*EXERCISE REQUIREMENTS*. According to the sketch of Archibald Cook's life below, where and in what year was he born?

*SELECTION*.
* * *

A Sketch of the life of Rev. Archibald Cook of Daviot
“IT has been remarked that a minister among his people should be like a Sabbath among the week days. This, truly, Mr Cook was.” So wrote Rev. Alexander Auld about Rev. Archibald Cook in his Ministers and Men in the Far North. The memory of this eminent servant of Christ is still fragrant among many of the godly in the Highlands and Islands of Scotland.
Archibald Cook, the seventh of nine sons, was born in the Island of Arran in 1788. There is no record of his conversion. It seems that in his early teens, when he began to be serious about spiritual matters, some of his acquaintances induced him to go to a local dancing school in order to dispel his seriousness. As soon as he entered the room where the dancing was in full swing he had an overpowering sense of his wrongdoing. He forever turned his back on such scenes and never forgot the solemn impression of that experience. He was converted probably during the revival in Arran in the early 1800s, under the ministry of the eminent Rev. Neil MacBride.

* * *

*SUPPLIED DATA*.

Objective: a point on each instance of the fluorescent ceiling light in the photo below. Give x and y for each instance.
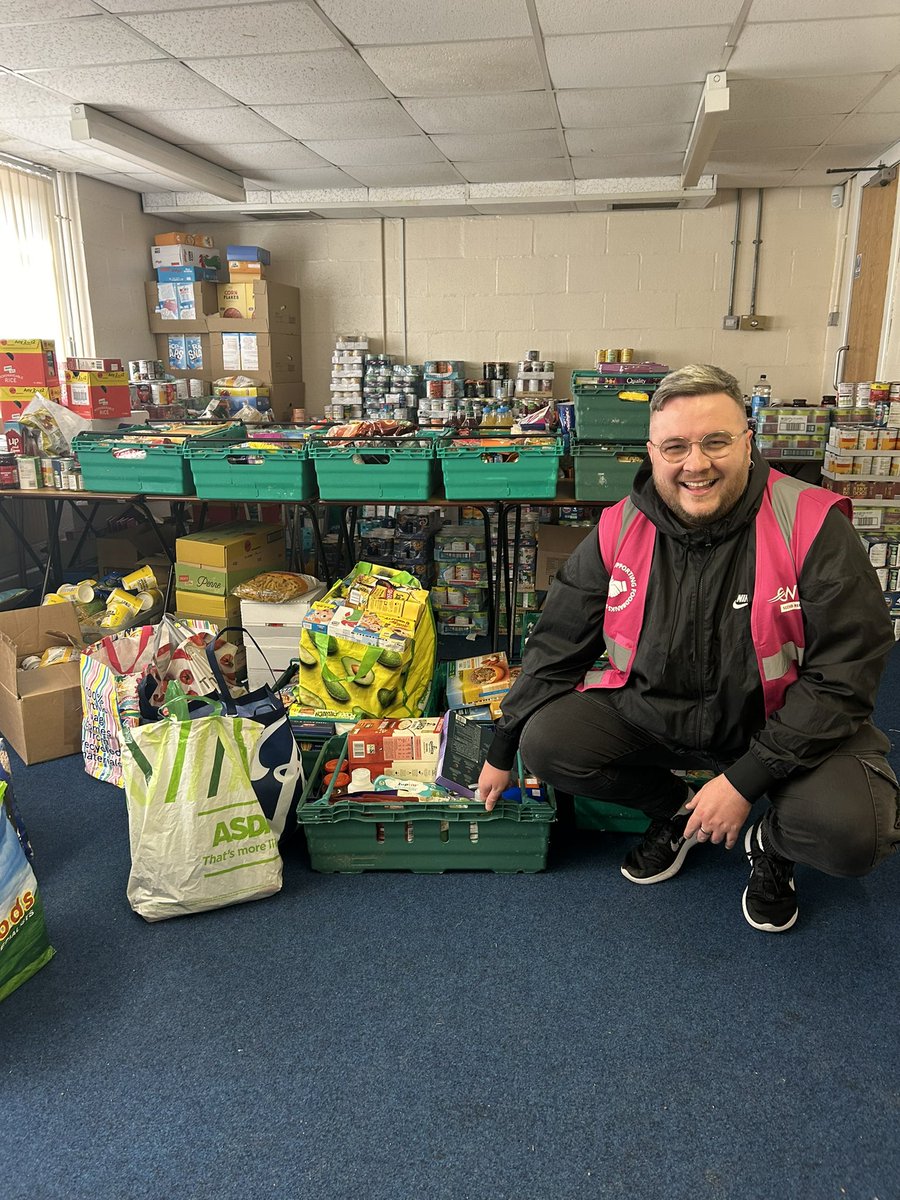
(712, 112)
(107, 133)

* * *

*WRITTEN RESPONSE*. He was born in the Island of Arran in 1788.